● Yapılacak görevler
(A) Metne göre Marmara Denizi hangi aydan bu yana yoğun müsilajın etkisi altında?
(B) Metnin "Marmara Denizi geçen" ile başlayıp "mı bilmiyorum' dedi." ifadesine kadar giden bölümünü, "Silahtarağa" yerine "Kağıthane" koyarak yeniden yazın.

● Metin

:::

Mahmut Övür yazdı: Marmara'nın ölümüne bir çivi de İmamoğlu'ndan!

Sabah gazetesi yazarı Mahmut Övür, Marmara Denizi'ni geçen yıl sonundan bu yana su yüzeyini ve derinlerini saran ve 'deniz salyası' olarak adlandırılan müsilajla boğuşmasını kaleme alarak, Ekrem İmamoğlu'na göndermede bulundu.

Marmara Denizi geçen yıl sonundan bu yana su yüzeyini ve derinlerini saran ve 'deniz salyası' olarak adlandırılan müsilajla boğuşuyor. İstanbul, Adalar, Tekirdağ, Çınarcık, Bursa, Erdek, körfezler, kıyılar ve daha da ciddisi denizin derinleri... Tüm Marmara Denizi Kasım ayından bu yana yoğun müsilajın etkisi altında. 

Cumhurbaşkanı Erdoğan, geçtiğimiz gün TRT yayınında Marmara'daki tehlikeye dikkat çekmiş, 'Başta İstanbul Büyükşehir Belediyesi, burada paslaşarak yapmamız gereken işler olabilir' demişti. Sabah gazetesi yazarı Mahmut Övür, bugünkü köşesinde konuyu değerlendirdi. Övür, 'Marmara'nın ölümüne bir çivi de İmamoğlu'ndan!' başlıklı yazısında İmamoğlu'nun bir yıl önce İstanbul Silahtarağa'da yapılacak "Biyolojik Arıtma Tesisi"yle ilgili israf olduğu düşüncesini savunduğunu hatırlatarak, 'O tehlikeyi görmeyen İmamoğlu şimdi katkı sunar mı bilmiyorum' dedi.

:::

● Veri kesiti
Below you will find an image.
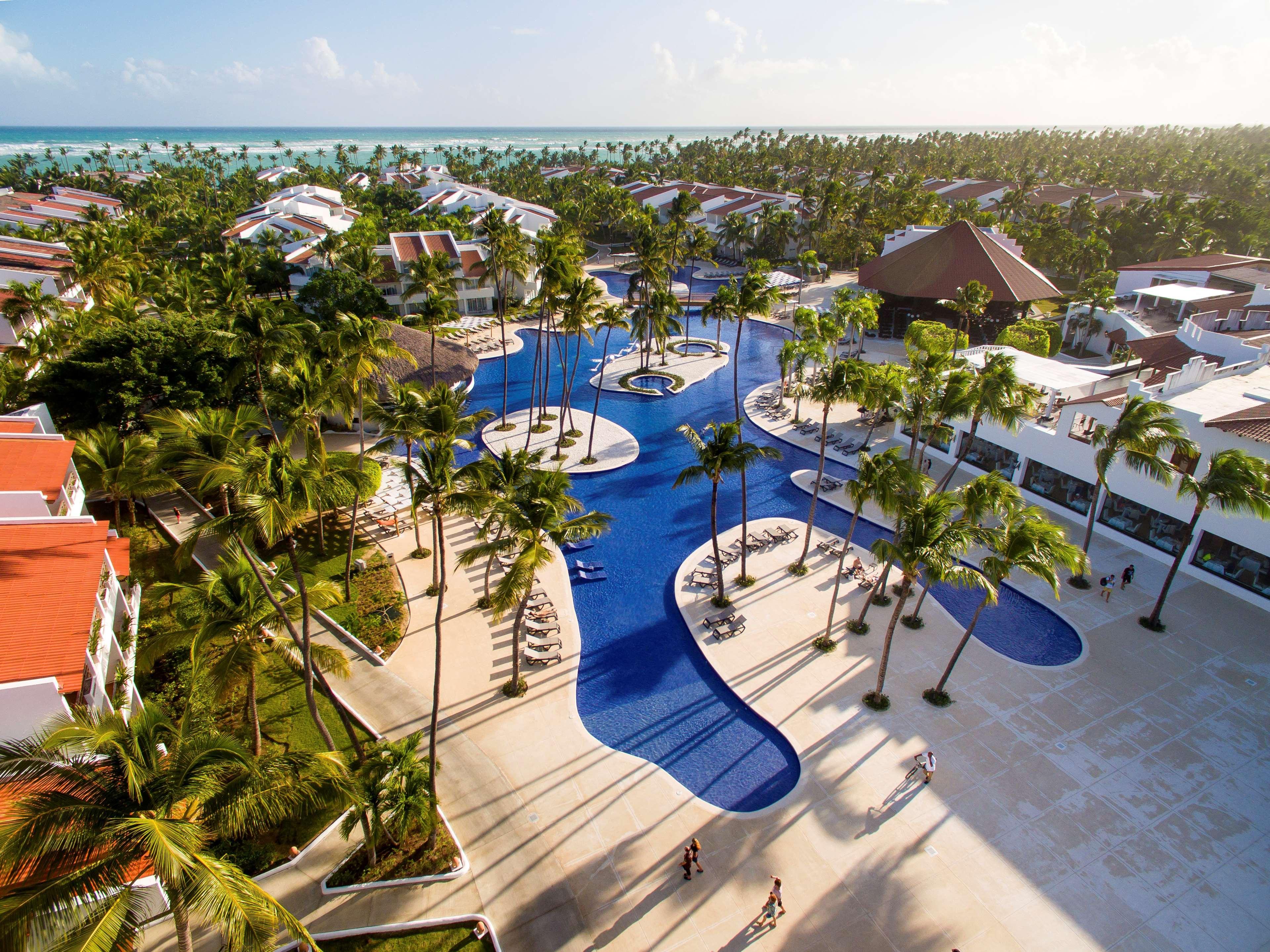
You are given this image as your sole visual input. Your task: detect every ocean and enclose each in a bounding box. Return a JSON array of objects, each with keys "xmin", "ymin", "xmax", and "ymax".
[{"xmin": 0, "ymin": 126, "xmax": 1102, "ymax": 163}]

:::

● Sıralı çıktılar
(A) Kasım ayından bu yana.

(B)
Marmara Denizi geçen yıl sonundan bu yana su yüzeyini ve derinlerini saran ve 'deniz salyası' olarak adlandırılan müsilajla boğuşuyor. İstanbul, Adalar, Tekirdağ, Çınarcık, Bursa, Erdek, körfezler, kıyılar ve daha da ciddisi denizin derinleri... Tüm Marmara Denizi Kasım ayından bu yana yoğun müsilajın etkisi altında. 

Cumhurbaşkanı Erdoğan, geçtiğimiz gün TRT yayınında Marmara'daki tehlikeye dikkat çekmiş, 'Başta İstanbul Büyükşehir Belediyesi, burada paslaşarak yapmamız gereken işler olabilir' demişti. Sabah gazetesi yazarı Mahmut Övür, bugünkü köşesinde konuyu değerlendirdi. Övür, 'Marmara'nın ölümüne bir çivi de İmamoğlu'ndan!' başlıklı yazısında İmamoğlu'nun bir yıl önce İstanbul Kağıthane'da yapılacak "Biyolojik Arıtma Tesisi"yle ilgili israf olduğu düşüncesini savunduğunu hatırlatarak, 'O tehlikeyi görmeyen İmamoğlu şimdi katkı sunar mı bilmiyorum' dedi.